Required action 1
List every newspaper cited as a source for the sectarianism story in the Reform Scotland news digest.
Required action 2
Repeat the Reform Scotland news digest word for word from "Sectarianism: Football supporters" up to and including "Telegraph page 11)".
Required action 3
In the Reform Scotland news digest, what post does Roseanna Cunningham hold?

Top of Text

Reform Scotland News: 22 June 2011


All newspaper references refer to Scottish editions. Where there is a link to a newspaper’s website, the relevant page reference is highlighted and underlined.


In addition to the newspaper stories outlined below, further news coverage can be found online at BBC News Scotland, STV News and Sky News.



Sectarianism: Football supporters could reportedly be jailed for singing God Save the Queen or Flower of Scotland under the SNP’s new law to crack down on sectarianism.  Making the sign of the cross or singing Rule Britannia could also be regarded as an offence under certain circumstances once the legislation comes into force for the next football season. Community safety minister Roseanna Cunningham yesterday said that such songs and gestures could be regarded as offensive acts in certain circumstances when she was questioned about the SNP’s anti-sectarian bill being fast-tracked through parliament. (Scotsman page 1, Herald page 6, Scottish Daily Mail page 1, Daily Express page 1, Scottish Sun page 1, Times page 7, Daily Telegraph page 11)


David Cameron: David Cameron has warned that the SNP government will not do “the right thing by the people of Scotland” because it is too consumed by an independence referendum on a day when his own commitment to a respect agenda was questioned. The comments at one of his regular briefings to journalists represented the first serious attack by the Prime Minister on the Nationalists since he launched his “respect agenda” with Scotland after taking office last year. (Scotsman page 1, Herald page 1, Times page 7, Courier page 8)

Bottom of Text
Top of Extracted records

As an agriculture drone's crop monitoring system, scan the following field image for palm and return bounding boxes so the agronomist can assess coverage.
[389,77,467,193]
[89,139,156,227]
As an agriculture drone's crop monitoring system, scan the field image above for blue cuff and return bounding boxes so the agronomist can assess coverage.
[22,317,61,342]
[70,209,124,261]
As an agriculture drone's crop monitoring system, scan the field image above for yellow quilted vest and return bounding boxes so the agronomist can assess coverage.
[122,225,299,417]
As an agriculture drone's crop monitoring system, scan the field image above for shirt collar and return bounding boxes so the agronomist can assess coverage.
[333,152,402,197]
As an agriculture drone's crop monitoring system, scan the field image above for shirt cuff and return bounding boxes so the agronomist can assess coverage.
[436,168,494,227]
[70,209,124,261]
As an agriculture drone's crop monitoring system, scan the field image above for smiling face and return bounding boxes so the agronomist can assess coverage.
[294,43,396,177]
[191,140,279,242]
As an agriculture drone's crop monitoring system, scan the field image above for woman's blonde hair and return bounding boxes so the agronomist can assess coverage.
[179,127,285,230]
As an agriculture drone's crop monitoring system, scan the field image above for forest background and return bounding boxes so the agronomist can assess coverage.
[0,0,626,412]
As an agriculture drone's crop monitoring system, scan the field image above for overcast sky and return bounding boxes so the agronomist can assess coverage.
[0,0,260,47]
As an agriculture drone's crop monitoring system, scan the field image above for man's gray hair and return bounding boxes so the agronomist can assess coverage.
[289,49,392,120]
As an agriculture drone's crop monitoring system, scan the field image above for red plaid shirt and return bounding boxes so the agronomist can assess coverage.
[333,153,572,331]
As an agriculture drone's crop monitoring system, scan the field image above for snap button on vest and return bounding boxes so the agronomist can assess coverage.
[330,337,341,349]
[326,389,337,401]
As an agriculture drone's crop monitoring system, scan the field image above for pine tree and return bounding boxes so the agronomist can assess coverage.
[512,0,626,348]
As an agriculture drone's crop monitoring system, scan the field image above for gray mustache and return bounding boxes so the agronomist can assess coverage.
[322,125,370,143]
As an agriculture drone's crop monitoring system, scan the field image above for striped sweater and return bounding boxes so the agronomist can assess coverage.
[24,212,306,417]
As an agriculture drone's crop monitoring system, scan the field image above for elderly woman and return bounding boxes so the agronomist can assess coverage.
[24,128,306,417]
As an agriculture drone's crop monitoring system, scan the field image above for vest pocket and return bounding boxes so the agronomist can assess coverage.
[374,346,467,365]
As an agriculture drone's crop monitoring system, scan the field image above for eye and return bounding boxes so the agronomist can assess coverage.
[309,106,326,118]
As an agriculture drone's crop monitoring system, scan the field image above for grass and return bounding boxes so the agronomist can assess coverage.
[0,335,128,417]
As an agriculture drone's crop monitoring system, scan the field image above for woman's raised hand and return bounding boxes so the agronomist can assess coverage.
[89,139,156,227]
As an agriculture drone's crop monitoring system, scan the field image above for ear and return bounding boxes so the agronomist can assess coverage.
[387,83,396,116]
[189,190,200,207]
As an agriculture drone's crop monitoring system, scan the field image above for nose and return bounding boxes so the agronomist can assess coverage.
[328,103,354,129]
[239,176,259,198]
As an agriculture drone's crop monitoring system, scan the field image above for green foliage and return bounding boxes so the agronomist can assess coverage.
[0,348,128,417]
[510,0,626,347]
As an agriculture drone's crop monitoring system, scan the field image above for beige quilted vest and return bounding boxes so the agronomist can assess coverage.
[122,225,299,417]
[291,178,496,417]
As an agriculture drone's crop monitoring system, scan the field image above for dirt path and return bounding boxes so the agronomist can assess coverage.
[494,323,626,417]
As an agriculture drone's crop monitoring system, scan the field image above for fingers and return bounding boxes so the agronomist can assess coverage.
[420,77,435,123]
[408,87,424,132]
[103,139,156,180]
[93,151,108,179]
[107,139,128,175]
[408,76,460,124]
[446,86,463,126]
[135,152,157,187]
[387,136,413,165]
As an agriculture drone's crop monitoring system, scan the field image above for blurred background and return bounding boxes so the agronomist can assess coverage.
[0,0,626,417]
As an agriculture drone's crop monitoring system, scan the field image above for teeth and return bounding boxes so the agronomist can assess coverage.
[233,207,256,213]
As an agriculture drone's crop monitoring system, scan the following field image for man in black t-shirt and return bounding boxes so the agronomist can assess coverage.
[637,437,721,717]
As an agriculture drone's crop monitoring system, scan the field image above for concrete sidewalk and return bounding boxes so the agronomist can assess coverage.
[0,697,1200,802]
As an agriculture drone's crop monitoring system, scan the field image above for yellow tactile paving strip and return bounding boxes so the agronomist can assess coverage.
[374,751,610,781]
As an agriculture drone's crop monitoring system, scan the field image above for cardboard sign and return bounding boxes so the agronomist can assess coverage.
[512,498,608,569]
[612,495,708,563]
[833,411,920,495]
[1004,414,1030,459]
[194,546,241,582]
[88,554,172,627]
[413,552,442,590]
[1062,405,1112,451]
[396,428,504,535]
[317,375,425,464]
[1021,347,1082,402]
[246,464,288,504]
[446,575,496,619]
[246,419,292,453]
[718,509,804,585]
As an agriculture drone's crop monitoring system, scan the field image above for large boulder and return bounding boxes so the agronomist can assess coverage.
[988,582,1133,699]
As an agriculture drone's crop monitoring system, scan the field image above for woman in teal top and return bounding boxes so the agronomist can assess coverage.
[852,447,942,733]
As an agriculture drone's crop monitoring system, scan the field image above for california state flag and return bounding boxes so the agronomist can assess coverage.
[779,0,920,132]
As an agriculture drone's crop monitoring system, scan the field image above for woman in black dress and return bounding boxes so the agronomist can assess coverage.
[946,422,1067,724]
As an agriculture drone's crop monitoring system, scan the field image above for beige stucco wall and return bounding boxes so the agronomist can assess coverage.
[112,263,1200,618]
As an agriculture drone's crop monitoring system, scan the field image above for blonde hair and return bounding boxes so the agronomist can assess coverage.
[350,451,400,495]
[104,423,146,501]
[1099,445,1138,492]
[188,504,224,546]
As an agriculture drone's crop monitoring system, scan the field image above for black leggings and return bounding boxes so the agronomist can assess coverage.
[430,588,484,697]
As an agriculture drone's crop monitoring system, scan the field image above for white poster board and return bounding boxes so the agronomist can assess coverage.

Bottom of Extracted records

Response box 1
Scotsman
Herald
Scottish Daily Mail
Daily Express
Scottish Sun
Times
Daily Telegraph

Response box 2
Sectarianism: Football supporters could reportedly be jailed for singing God Save the Queen or Flower of Scotland under the SNP’s new law to crack down on sectarianism.  Making the sign of the cross or singing Rule Britannia could also be regarded as an offence under certain circumstances once the legislation comes into force for the next football season. Community safety minister Roseanna Cunningham yesterday said that such songs and gestures could be regarded as offensive acts in certain circumstances when she was questioned about the SNP’s anti-sectarian bill being fast-tracked through parliament. (Scotsman page 1, Herald page 6, Scottish Daily Mail page 1, Daily Express page 1, Scottish Sun page 1, Times page 7, Daily Telegraph page 11)

Response box 3
She is the community safety minister.